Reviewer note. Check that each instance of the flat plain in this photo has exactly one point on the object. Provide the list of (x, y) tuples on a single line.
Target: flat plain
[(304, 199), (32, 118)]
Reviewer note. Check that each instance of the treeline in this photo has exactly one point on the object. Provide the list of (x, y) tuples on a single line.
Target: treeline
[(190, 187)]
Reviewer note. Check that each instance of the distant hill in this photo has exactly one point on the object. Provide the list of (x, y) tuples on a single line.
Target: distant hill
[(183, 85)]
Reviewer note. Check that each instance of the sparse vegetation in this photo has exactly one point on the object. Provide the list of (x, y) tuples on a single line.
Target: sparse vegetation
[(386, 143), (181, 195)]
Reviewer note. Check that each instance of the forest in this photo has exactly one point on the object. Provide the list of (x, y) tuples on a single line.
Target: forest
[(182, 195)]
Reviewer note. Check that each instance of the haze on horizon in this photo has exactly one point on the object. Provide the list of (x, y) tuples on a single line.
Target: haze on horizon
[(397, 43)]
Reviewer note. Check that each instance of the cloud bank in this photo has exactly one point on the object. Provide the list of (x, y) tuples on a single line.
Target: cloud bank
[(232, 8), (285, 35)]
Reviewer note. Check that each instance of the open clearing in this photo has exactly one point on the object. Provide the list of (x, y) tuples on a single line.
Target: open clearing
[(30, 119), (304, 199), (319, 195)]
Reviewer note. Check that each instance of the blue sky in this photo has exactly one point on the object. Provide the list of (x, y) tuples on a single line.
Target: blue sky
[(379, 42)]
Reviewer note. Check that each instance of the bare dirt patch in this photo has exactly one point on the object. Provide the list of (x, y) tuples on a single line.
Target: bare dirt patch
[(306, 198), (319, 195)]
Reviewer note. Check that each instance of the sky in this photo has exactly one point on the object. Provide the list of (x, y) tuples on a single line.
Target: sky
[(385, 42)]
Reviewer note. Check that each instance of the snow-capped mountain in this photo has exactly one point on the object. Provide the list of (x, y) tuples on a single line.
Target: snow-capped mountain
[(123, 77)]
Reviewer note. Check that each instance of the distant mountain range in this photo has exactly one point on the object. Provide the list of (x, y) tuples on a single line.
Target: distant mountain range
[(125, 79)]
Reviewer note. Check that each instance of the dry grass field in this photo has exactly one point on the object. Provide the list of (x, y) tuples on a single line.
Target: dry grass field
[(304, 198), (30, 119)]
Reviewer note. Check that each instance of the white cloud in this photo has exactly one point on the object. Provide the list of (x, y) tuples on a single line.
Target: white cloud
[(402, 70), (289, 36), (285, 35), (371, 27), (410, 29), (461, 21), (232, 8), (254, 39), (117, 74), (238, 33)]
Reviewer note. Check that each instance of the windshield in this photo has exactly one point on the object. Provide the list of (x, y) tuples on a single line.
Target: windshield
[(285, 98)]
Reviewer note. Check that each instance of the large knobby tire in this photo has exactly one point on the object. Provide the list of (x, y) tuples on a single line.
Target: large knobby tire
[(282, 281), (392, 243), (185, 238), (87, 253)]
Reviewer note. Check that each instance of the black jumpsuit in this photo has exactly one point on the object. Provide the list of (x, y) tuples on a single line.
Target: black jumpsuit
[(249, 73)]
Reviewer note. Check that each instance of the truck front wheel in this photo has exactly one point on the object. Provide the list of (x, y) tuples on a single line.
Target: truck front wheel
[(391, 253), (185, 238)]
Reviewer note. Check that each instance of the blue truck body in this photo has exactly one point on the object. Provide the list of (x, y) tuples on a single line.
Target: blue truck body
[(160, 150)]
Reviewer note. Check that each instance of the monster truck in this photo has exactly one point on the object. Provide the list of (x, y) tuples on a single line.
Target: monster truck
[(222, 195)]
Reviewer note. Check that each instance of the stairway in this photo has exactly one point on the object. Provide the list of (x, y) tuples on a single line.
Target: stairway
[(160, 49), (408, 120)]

★ ★ ★

● **YOUR INSTRUCTIONS**
Copy the material above in full, reproducing every line without any change.

● **RESULT FOR THIS EXERCISE**
Reviewer note. Check that each instance of the flat plain in this photo has exactly one point on the object. Provide the list of (x, y) tuples on a single line.
Target: flat plain
[(304, 199), (32, 118)]
Reviewer note. Check that each instance of the treeline in this photo has exactly one point on the object. Provide the list of (x, y) tuples on a single line.
Target: treeline
[(190, 187)]
Reviewer note. Check that each instance of the distant hill in this photo has exactly one point on the object. Provide the list of (x, y) tuples on a single line.
Target: distant hill
[(183, 85)]
Reviewer note. Check that each instance of the sparse vegetation in this photo has exactly one point on the object. Provide the list of (x, y) tuples on a single line.
Target: sparse vegetation
[(386, 143), (181, 195)]
Reviewer note. Check that each instance of the forest in this photo has exactly one point on the object. Provide the list of (x, y) tuples on a single line.
Target: forest
[(182, 195)]
Reviewer note. Check that each instance of the haze on horizon in this photo has exactly one point on the object. Provide the list of (x, y) tuples on a single line.
Target: haze on horizon
[(397, 43)]
Reviewer note. Check that each instance of the cloud bank in this photo has exactly one point on the object. Provide the list of (x, y) tuples on a single line.
Target: cloud bank
[(232, 8), (285, 35)]
Reviewer note. Check that each instance of the open clearing in this photo has exactly one point on the object. Provide the list of (x, y) tuples on a single line.
Target: open clearing
[(30, 119), (304, 199), (319, 195)]
Reviewer note. Check that each instance of the blue sky in this photo has exactly one point on the object. Provide the list of (x, y) tuples on a single line.
Target: blue sky
[(379, 42)]
Reviewer note. Check that each instance of the bare dirt patch in this photo has exactly one point on the object. Provide the list of (x, y) tuples on a single line.
Target: bare dirt patch
[(306, 198), (319, 195)]
Reviewer note. Check that each instance of the sky in this photo has exactly one point on the object. Provide the list of (x, y) tuples on a single line.
Target: sky
[(385, 42)]
Reviewer note. Check that each instance of the snow-capped mountain in this photo has exactly one point on the object. Provide the list of (x, y) tuples on a single line.
Target: snow-capped mountain
[(123, 77)]
Reviewer note. Check that each instance of the distant mountain range in this photo has exactly one point on the object. Provide the list of (x, y) tuples on a single line.
Target: distant mountain range
[(125, 79)]
Reviewer note. Check that each instance of the dry grass field in this photo has exactly one point on the object. Provide the list of (x, y) tuples on a single line.
Target: dry grass field
[(304, 198), (30, 119)]
Reviewer note. Check that each instance of the white cloud in this photo has exactly one point on the object. Provide the list of (x, y) tuples on a single line.
Target: white cloud
[(402, 70), (289, 36), (285, 35), (371, 27), (410, 29), (461, 21), (232, 8), (254, 39), (117, 74), (238, 33)]
Reviewer note. Check that each instance of the windshield in this photo has exactly one point on the object. Provide the list of (x, y) tuples on a single line.
Target: windshield
[(285, 98)]
Reviewer note. Check that each instance of the large knobby tire in this photo has exactly one point on the object. Provide the list of (x, y) tuples on a single line.
Target: large knobby tire
[(282, 281), (392, 243), (185, 238), (87, 253)]
Reviewer note. Check that each instance of the black jumpsuit in this photo has exactly one point on the object. Provide the list of (x, y) tuples on a single line.
Target: black jumpsuit
[(249, 73)]
Reviewer note. Check that each instance of the truck front wheel in this photo has exactly one point on the object. Provide the list of (x, y) tuples on a single line.
Target: truck front wheel
[(391, 253), (185, 238)]
Reviewer note. Check that each instance of the blue truck body in this photo has exactly one point on the object. Provide the list of (x, y) tuples on a single line.
Target: blue truck body
[(160, 150)]
Reviewer note. Check that each instance of the monster truck in this photo has exactly one point on the object. Provide the list of (x, y) tuples on a single line.
Target: monster truck
[(222, 195)]
Reviewer note. Check that each instance of the stairway in this photo has exactly one point on the object. Provide the list of (x, y) tuples on a single line.
Target: stairway
[(160, 49), (408, 120)]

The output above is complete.